What is needed:
The number of lines containing "saree" is the only answer wanted; work it out from the entries below.

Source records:
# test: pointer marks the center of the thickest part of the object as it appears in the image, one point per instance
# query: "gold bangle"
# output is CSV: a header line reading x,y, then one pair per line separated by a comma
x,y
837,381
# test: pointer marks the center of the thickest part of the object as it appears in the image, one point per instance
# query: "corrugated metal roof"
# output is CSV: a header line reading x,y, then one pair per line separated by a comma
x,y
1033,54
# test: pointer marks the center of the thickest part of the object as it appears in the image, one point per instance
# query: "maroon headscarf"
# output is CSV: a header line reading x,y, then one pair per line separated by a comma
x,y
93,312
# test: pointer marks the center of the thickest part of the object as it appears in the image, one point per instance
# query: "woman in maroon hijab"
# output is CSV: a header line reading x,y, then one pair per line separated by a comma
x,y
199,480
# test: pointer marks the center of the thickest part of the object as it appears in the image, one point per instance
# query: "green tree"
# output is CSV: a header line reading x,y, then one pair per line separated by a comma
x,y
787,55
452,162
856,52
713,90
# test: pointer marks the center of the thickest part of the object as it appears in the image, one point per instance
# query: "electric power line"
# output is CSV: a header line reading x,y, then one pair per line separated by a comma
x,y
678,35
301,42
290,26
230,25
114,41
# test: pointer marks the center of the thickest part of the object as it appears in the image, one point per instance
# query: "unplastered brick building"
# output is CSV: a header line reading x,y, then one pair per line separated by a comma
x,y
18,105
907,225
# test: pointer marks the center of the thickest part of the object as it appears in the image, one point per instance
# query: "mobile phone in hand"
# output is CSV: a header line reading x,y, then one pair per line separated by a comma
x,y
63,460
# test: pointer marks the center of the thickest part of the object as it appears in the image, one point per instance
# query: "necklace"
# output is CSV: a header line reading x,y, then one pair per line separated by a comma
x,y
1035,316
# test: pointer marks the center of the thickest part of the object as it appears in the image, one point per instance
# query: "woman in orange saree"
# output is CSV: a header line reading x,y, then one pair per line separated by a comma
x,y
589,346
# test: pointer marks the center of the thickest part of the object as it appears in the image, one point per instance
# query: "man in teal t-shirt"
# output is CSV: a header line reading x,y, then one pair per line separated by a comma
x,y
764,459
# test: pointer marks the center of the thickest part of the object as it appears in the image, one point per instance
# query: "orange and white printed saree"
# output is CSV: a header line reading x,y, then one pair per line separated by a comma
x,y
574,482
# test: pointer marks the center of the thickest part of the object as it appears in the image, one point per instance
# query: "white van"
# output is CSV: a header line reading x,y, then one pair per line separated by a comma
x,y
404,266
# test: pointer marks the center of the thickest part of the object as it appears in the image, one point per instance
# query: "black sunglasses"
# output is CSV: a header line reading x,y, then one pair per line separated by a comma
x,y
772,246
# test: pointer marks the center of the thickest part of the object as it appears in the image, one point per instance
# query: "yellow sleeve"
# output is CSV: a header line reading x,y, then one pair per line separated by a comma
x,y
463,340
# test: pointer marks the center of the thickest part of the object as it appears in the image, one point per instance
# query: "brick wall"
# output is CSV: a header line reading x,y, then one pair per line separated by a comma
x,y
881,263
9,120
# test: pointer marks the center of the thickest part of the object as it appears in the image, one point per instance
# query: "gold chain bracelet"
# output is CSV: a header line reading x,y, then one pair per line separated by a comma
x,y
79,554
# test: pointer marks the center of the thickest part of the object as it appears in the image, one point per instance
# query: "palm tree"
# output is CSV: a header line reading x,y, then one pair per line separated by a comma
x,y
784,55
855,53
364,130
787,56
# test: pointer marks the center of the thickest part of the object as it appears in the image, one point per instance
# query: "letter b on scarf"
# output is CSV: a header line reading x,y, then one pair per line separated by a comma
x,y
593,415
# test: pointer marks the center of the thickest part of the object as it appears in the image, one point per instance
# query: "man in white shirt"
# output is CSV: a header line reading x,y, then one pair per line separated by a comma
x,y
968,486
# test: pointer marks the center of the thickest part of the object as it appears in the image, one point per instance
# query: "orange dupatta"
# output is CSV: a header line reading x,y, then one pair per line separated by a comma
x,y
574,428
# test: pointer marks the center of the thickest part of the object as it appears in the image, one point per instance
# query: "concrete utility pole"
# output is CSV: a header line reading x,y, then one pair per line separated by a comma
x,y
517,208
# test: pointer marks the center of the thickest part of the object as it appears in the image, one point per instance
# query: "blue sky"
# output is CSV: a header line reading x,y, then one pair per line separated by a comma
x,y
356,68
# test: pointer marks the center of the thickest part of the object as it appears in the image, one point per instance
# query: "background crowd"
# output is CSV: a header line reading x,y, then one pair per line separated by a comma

Solution to this exercise:
2